GIVEN REQUEST 1:
Please print the part of the distressed-bond market report that starts at "Meanwhile, Tropicana Entertainment" and ends after "reported asset sales.", keeping every word unchanged.
GIVEN REQUEST 2:
Write the next part of the distressed-bond market report, starting after its final sentence.

TEXT PROVIDED:
··········
Calpine bonds boosted on settlement; Tropicana up on interest payment; Tekni-Plex trades flat

By Stephanie N. Rotondo

Portland, Ore., Dec. 17 - The distressed market was almost in full holiday mode Monday. One trader noted that if it was not for Calpine Corp., there would be nothing going on at all.

Early Monday, Calpine announced that it had reached a valuation settlement with its creditors and shareholders. The market reacted positively to the news, pushing the power producer's bonds up as much as 8 points.

Meanwhile, Tropicana Entertainment LLC's bonds continued to be actively quoted and were boosted by the news that the company had made its coupon payment. The term loan, meanwhile, continued moving higher on reported asset sales.

Over the weekend, Tekni-Plex Inc. missed its coupon payment. Come Monday, the company announced it had hired a turnaround specialist, adding that it had entered into a waiver agreement with its credit facility lenders. Its bonds have begun trading flat.

Overall, the distressed arena remains under pressure, though trading volume remains very light.
··········
SUPPLIED MATERIAL:
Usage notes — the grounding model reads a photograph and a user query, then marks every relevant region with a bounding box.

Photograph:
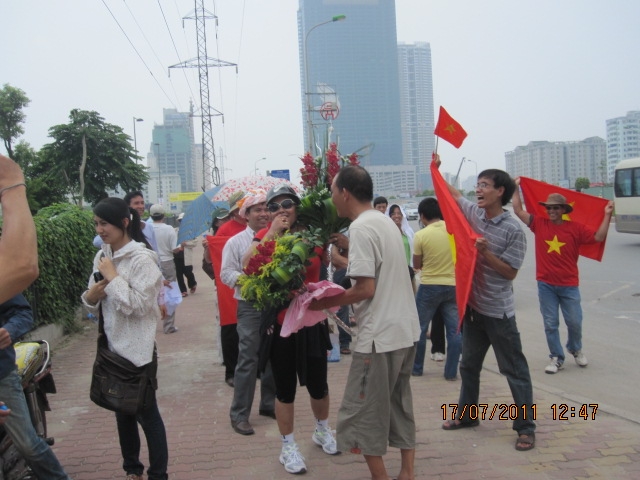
··········
EXPECTED OUTPUT 1:
Meanwhile, Tropicana Entertainment LLC's bonds continued to be actively quoted and were boosted by the news that the company had made its coupon payment. The term loan, meanwhile, continued moving higher on reported asset sales.

EXPECTED OUTPUT 2:
Settlement boosts Calpine

The confirmation hearing on Calpine's reorganization plan began Monday morning. Not long after that began, the company announced it had come to terms with its creditors and shareholders regarding a valuation statement.

The news prompted the San Jose, Calif.-based company's bonds to gain. One trader called the 8½% notes due 2008 up 5.5 to 6 points at 115 bid, 116 offered and the 8½% notes due 2011 up 2 points at 114 bid, 115 offered.

Another trader quoted the 2011 issue at 114.5 bid, 115.5 offered, while another placed the 2008 issue up 7 points to 114 bid, 116 offered. The trader pegged the 7¾% notes due 2009 also up 7 points at 113 bid, 115 offered.

He also saw Calpine's convertible notes up, with its 4¾% notes due 2023 better by 4 points at 101.5 bid, 103.5 offered and its 6% notes due 2014 a point better at 87 bid, 89 offered.

At another shop, a trader saw the 2008 piece up 8 points at 115 bid, 116 offered and pegged its 8½% notes due 2011 a point better at 114 bid, 115 offered.

Another market source had the 2011 paper up more than 2 points, at just below 116 bid.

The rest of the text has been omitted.